(Source records)
##############################

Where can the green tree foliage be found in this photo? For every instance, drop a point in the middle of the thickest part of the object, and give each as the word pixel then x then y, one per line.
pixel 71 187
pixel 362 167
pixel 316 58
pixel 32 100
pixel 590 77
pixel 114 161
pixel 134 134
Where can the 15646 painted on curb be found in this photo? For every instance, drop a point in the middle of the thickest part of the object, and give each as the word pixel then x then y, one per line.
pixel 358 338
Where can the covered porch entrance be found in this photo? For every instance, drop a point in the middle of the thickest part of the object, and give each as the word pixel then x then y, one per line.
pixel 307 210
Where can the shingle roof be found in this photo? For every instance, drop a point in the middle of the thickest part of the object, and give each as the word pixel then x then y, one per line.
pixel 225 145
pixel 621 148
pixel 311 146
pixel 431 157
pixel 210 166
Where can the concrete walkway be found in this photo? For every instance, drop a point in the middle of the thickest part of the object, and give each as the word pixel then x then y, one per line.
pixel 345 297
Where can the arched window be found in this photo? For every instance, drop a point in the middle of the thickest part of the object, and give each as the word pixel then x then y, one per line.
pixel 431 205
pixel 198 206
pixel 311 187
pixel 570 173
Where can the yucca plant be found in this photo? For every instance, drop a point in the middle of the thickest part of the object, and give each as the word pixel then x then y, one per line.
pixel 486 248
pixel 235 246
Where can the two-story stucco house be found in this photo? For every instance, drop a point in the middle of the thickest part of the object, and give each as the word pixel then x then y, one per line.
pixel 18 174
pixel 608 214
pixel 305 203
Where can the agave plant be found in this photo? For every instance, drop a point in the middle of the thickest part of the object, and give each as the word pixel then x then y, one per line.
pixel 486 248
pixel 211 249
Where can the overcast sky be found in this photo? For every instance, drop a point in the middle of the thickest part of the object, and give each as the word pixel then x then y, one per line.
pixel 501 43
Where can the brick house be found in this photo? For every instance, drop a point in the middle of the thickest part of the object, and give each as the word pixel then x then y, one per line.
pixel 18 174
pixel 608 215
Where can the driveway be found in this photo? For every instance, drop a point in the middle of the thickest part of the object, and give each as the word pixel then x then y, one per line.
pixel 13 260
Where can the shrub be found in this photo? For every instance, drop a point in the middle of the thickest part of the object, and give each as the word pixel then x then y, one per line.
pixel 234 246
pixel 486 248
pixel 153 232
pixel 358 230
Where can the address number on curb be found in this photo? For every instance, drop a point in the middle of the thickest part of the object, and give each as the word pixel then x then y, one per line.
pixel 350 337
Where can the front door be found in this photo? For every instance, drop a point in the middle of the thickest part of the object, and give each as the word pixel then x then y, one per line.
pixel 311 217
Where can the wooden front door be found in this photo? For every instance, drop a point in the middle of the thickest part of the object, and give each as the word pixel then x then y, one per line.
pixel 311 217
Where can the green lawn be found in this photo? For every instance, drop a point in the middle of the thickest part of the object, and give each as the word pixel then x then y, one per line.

##############################

Work required
Each record is to be retyped exactly as written.

Result
Where can the green tree foliage be found in this photo? For every instance, drop a point in the middle of the thickest part of the object, and give each as the word pixel then x then y, one per line.
pixel 71 187
pixel 362 167
pixel 316 58
pixel 32 100
pixel 590 77
pixel 114 161
pixel 134 134
Where can the 15646 painted on curb be found in this photo? For every instance, drop a point in the middle of the thickest part of the object, and give each as the word pixel then x then y, one per line.
pixel 358 338
Where can the covered porch entrance be found in this photo? For every instance, drop a point in the middle of the thickest part of the object, and give each as the word pixel then x then y, one per line.
pixel 307 210
Where can the shingle roof be found in this photo? For every instance, drop a point in the middle of the thickest part of the object, and give each as the word pixel then x then y, one per line.
pixel 225 145
pixel 621 148
pixel 311 146
pixel 431 157
pixel 210 166
Where can the concrete walkway be found in this photo? For every instance, drop a point in the middle of the thickest part of the object, and give each as the word pixel then x then y, one per line.
pixel 345 297
Where can the arched window be found in this photo? For every instance, drop a point in the middle of the thickest part of the object, and give each as the word pixel then x then y, one per line.
pixel 431 205
pixel 198 206
pixel 311 187
pixel 570 173
Where can the yucca plant be found in this photo? For every instance, drop a point in the middle of the thickest part of the object, and give each as the word pixel then x then y, one per line.
pixel 486 248
pixel 235 246
Where can the two-story stucco house be found in this photo? For every instance, drop a point in the middle of the thickest part of the object, and give each as the word pixel then x then y, one per line.
pixel 18 174
pixel 608 214
pixel 305 203
Where can the agave plant be found in this photo? For every instance, drop a point in the middle of the thickest part of the object, and give each as the word pixel then x then y, one per line.
pixel 486 248
pixel 211 249
Where can the overcast sky be found in this photo? For every instance, drop a point in the middle of the thickest part of the object, and give each as the word pixel then x then y, one per line.
pixel 501 43
Where can the brick house be found in this photo? For every instance, drop a point in the middle of the thickest part of the object, and give each as the word pixel then x then y, one per line.
pixel 18 174
pixel 608 215
Where can the driveway be found in this photo? For every instance, drop a point in the middle of the thickest part of the object, and give each as the word pixel then x then y, one per line.
pixel 13 260
Where can the shrub be found in this photo? For every instance, drop a point in the middle of the thickest part of the object, and give each as the word pixel then x then y, one per line.
pixel 234 246
pixel 486 248
pixel 153 232
pixel 358 230
Where can the address number on curb be found in this photo? For every instance, drop a point in the middle of the thickest part of the object, and give each as the word pixel then x then y, one per line.
pixel 350 337
Where can the front door be found in this photo? For every instance, drop a point in the middle of the thickest part of the object, and give each as the word pixel then x then y, one per line.
pixel 311 217
Where can the wooden front door be found in this photo? For every instance, drop a point in the middle of the thickest part of the object, and give each as the word pixel then x then y, one per line.
pixel 311 217
Where can the green lawn be found in this photo? For every instance, drop a point in the middle of the thickest part of the object, and give each as the word pixel then x then y, one per line.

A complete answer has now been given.